_REQUIREMENTS_
A: In the commentary on Zangan's letter, switch "Sephiroth" to "Hojo" and give everything from "But he was nowhere" down to "Cloud and Zack.".
B: List every person named in the commentary on Zangan's letter.

This amused me, because come FFXIV and Emerald Weapon really does have hands. Like eight of them, all ready to pound you to pulp.

But he was nowhere to be found. Instead, I found you, collapsed inside. I felt saving you was far more important than going after Sephiroth. There were several others that were still alive inside, but I was only able to save you.

Minor weirdness with the translation: the Japanese script just says there were "others" alive in the area, without any comment on the number. So the word "several" is something the translator put in, implying more than just Cloud and Zack.

This letter is weird; part of it is written as if it were written directly after the events of the Nibelheim Incident, part of it as if it were written later, and while it clarifies some aspects of Tifa's survival, not all. Zangan… Rescued her from the reactor, stabilized her with Cure (hey, magic used in the narrative! At last!), then left to Midgar to find a doctor, and then… What? Tifa woke up, he wasn't there, so she just… Left? Also to Midgar? And Zangan came back to Nibelheim and couldn't find Tifa anywhere? What's the time frame here? He says "several years have passed." I'm honestly more confused than I was before reading this. My best guess is that the letter was written on two separate occasions - one after the Nibelheim Incident, left behind as an explanation to Tifa in case she woke up and Zangan was gone, and another years later when he came back to Nibelheim and decided to add an addendum to the old letter that had never been found in case Tifa came around again.

My interpretation, both from the English translation and the Japanese text, is that this letter was written quite recently, and left in Tifa's house sometime after Shinra rebuilt the village. The stuff from "I remember trying to get people out of the flames" up until "I'm worried about you, but I can't settle down in one place for very long" was describing the events of That Day In Nibelheim, and everything after that is back in the "present day" of Zangan writing that letter, when he visited Nibelheim and found it rebuilt by Shinra.

_MATERIAL SUPPLIED_
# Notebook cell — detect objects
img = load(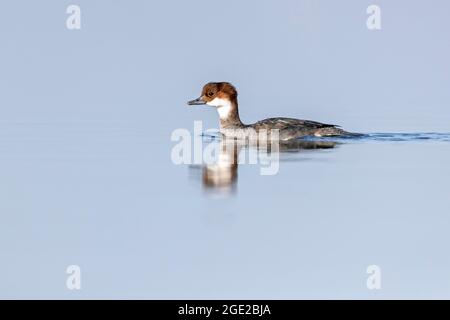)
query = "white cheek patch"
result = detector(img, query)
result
[206,98,231,119]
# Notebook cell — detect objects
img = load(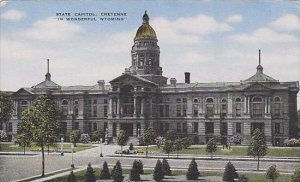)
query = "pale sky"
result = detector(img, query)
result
[0,0,300,109]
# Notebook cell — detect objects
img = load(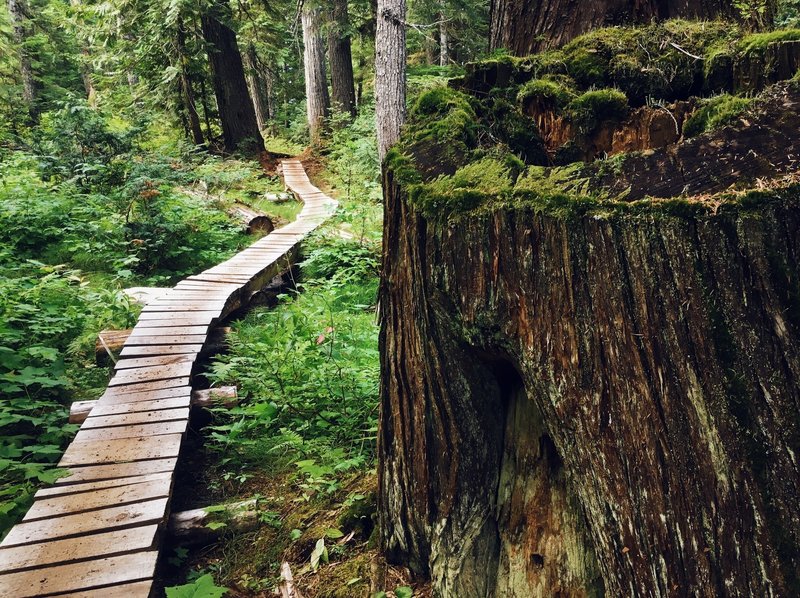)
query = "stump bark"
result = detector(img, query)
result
[379,107,800,597]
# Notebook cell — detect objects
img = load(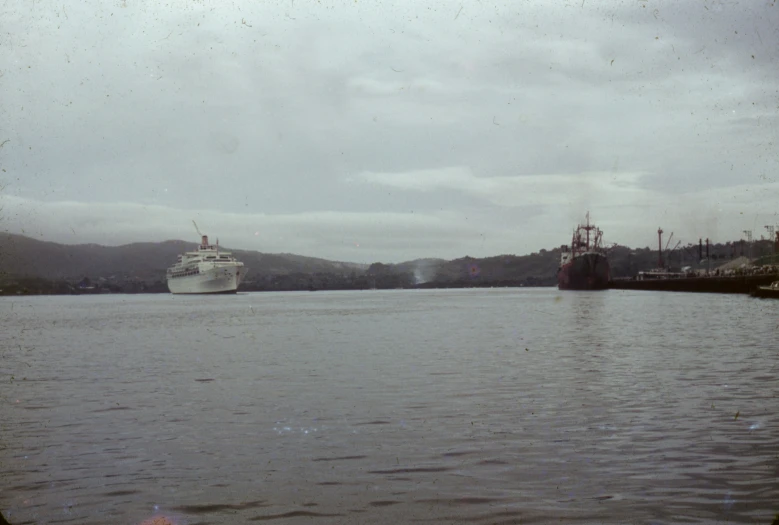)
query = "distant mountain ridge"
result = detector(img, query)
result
[0,233,368,282]
[0,233,772,291]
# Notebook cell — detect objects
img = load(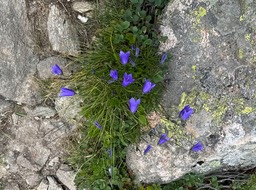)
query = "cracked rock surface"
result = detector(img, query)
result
[127,0,256,183]
[0,0,83,190]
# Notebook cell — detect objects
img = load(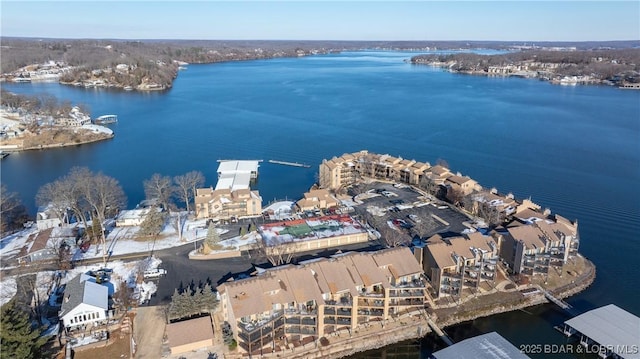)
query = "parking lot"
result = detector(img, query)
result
[353,182,469,239]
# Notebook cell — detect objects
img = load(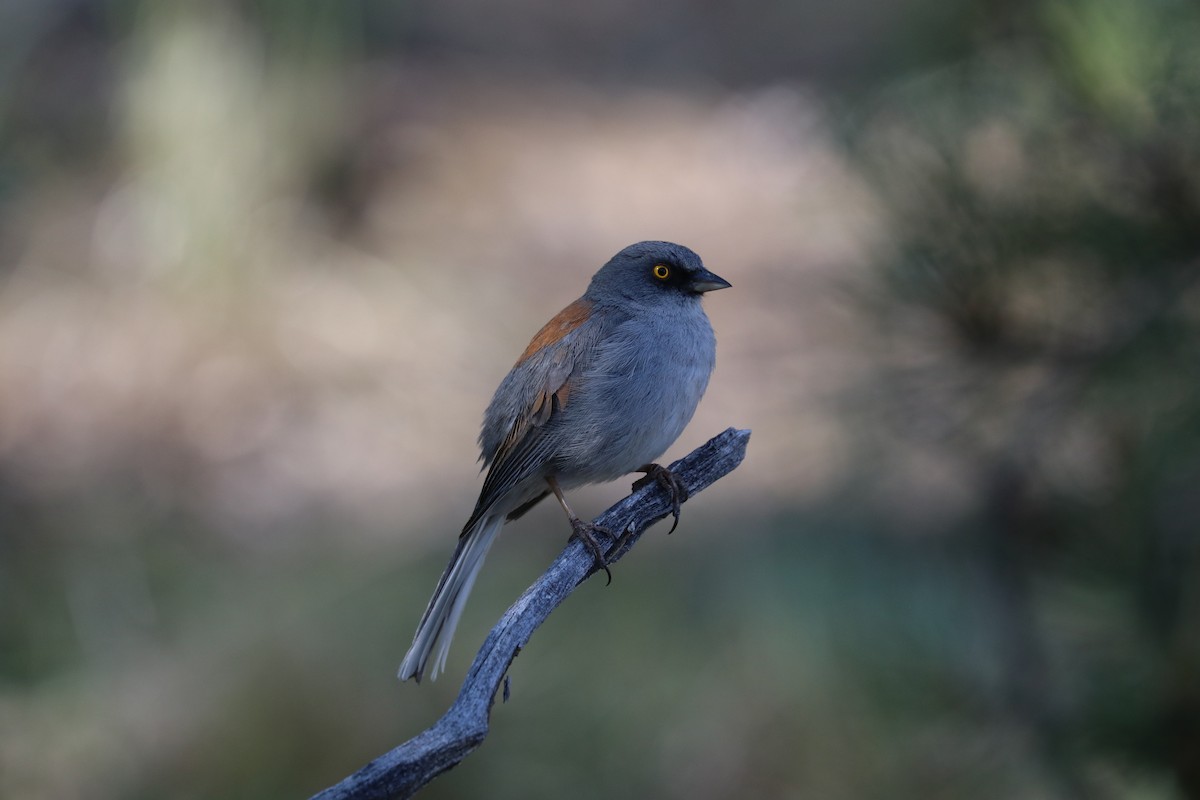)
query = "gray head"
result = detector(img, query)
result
[584,241,730,303]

_EXERCISE RESULTS_
A:
But he was nowhere to be found. Instead, I found you, collapsed inside. I felt saving you was far more important than going after Hojo. There were several others that were still alive inside, but I was only able to save you.

Minor weirdness with the translation: the Japanese script just says there were "others" alive in the area, without any comment on the number. So the word "several" is something the translator put in, implying more than just Cloud and Zack.

B:
Sephiroth
Cloud
Zack
Tifa
Zangan